• **What needs to be done**
Where a line holds the word "surface", copy that line from the data below.

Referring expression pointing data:

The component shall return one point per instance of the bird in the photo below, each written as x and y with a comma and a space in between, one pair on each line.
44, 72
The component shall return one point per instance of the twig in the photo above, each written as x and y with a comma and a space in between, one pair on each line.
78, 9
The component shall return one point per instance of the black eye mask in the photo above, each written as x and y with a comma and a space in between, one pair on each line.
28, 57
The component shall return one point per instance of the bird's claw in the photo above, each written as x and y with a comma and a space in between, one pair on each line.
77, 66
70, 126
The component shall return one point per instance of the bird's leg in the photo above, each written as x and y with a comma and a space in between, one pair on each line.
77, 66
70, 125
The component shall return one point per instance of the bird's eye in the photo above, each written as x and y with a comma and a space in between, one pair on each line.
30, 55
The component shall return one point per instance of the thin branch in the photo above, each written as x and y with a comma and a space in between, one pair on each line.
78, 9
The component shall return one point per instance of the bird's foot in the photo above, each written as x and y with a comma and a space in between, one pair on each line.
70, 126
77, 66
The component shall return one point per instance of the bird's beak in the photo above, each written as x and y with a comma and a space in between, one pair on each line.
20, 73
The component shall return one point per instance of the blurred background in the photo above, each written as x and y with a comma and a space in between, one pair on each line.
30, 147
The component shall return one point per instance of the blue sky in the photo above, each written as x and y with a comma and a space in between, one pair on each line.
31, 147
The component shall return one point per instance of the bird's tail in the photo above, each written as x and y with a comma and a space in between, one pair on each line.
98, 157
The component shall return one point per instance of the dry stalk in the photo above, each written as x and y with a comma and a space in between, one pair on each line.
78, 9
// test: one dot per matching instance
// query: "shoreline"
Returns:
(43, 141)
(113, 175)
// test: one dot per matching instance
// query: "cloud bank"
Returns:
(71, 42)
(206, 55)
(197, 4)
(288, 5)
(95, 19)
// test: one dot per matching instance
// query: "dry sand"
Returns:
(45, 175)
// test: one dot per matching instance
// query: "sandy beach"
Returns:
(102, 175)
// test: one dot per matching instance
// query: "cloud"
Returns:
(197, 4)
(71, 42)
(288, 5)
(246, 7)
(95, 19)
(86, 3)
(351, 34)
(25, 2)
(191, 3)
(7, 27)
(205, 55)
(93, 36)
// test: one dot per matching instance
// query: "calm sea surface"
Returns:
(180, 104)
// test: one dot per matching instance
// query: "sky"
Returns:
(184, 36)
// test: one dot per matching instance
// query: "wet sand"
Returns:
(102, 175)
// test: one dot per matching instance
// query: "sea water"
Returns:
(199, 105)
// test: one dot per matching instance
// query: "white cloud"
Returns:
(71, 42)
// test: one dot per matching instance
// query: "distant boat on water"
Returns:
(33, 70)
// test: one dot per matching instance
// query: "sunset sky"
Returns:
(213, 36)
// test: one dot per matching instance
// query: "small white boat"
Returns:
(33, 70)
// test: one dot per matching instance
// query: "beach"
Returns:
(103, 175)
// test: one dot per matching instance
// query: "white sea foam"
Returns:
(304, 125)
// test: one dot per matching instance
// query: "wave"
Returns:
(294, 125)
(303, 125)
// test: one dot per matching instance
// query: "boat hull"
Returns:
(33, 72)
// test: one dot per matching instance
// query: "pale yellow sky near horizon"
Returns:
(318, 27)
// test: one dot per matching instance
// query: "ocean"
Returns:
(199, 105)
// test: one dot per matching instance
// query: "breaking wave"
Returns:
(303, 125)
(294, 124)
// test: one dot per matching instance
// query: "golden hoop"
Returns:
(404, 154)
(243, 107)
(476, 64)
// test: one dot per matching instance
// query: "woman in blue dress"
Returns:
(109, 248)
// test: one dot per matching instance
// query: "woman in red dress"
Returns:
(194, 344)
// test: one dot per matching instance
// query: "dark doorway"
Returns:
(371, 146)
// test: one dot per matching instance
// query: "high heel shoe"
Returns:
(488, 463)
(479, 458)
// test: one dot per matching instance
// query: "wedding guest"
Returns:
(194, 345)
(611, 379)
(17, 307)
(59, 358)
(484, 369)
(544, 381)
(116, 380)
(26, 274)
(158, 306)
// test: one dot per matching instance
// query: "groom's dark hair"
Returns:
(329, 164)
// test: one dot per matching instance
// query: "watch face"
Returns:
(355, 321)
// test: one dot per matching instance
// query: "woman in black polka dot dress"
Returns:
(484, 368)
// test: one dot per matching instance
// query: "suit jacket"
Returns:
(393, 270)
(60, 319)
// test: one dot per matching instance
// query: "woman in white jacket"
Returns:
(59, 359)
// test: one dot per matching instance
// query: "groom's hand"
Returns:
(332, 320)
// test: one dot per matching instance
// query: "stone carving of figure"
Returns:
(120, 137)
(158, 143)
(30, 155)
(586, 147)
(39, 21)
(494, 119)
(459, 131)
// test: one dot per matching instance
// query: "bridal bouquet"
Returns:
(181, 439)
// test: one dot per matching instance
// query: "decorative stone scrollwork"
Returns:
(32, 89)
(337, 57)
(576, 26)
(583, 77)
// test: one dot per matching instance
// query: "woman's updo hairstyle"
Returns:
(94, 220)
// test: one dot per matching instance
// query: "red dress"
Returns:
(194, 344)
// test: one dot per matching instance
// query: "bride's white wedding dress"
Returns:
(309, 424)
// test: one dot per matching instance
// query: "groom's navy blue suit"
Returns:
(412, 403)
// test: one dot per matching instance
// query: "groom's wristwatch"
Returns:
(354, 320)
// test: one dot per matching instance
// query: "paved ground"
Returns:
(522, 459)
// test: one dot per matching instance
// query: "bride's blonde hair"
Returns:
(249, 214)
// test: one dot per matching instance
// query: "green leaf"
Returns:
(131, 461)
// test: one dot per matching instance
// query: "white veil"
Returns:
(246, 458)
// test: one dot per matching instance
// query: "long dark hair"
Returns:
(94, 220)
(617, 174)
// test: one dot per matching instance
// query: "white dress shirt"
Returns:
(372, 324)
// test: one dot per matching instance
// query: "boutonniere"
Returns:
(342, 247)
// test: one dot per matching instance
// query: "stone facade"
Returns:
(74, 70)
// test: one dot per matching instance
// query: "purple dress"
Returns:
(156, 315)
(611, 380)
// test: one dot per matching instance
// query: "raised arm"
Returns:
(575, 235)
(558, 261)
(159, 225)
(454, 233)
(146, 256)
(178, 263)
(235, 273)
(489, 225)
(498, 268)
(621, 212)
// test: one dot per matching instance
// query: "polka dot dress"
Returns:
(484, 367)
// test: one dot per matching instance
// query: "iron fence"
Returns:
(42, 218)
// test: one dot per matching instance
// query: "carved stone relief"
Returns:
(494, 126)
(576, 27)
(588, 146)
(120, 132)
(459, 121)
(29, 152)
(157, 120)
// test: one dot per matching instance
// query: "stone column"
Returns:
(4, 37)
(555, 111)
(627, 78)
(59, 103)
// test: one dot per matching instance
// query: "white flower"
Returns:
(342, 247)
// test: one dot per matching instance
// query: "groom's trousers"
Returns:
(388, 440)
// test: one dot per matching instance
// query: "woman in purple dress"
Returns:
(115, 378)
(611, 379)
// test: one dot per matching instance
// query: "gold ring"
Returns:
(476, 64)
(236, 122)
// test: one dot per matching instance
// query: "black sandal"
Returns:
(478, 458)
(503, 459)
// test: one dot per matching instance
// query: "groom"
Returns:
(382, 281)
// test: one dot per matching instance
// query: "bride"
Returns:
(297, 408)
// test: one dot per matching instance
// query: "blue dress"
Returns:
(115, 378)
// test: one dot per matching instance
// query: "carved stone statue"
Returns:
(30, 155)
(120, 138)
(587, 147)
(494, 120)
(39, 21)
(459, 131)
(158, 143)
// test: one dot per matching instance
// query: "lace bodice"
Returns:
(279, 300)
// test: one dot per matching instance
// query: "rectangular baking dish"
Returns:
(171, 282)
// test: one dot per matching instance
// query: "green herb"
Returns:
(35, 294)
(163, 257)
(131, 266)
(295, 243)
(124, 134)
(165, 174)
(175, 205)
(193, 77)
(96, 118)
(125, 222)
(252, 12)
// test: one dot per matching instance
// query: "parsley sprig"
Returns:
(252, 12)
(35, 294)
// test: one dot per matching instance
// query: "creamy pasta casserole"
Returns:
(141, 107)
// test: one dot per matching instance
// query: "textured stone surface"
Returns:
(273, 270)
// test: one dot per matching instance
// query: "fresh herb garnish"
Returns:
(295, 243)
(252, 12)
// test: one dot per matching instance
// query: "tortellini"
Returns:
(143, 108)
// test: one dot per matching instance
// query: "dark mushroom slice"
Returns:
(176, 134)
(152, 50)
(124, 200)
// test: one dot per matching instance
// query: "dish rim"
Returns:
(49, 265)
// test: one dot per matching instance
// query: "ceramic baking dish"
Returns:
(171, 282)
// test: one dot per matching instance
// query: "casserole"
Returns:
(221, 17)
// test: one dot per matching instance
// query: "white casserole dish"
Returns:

• **Output for this task**
// query: "calm sea surface"
// query: "textured stone surface"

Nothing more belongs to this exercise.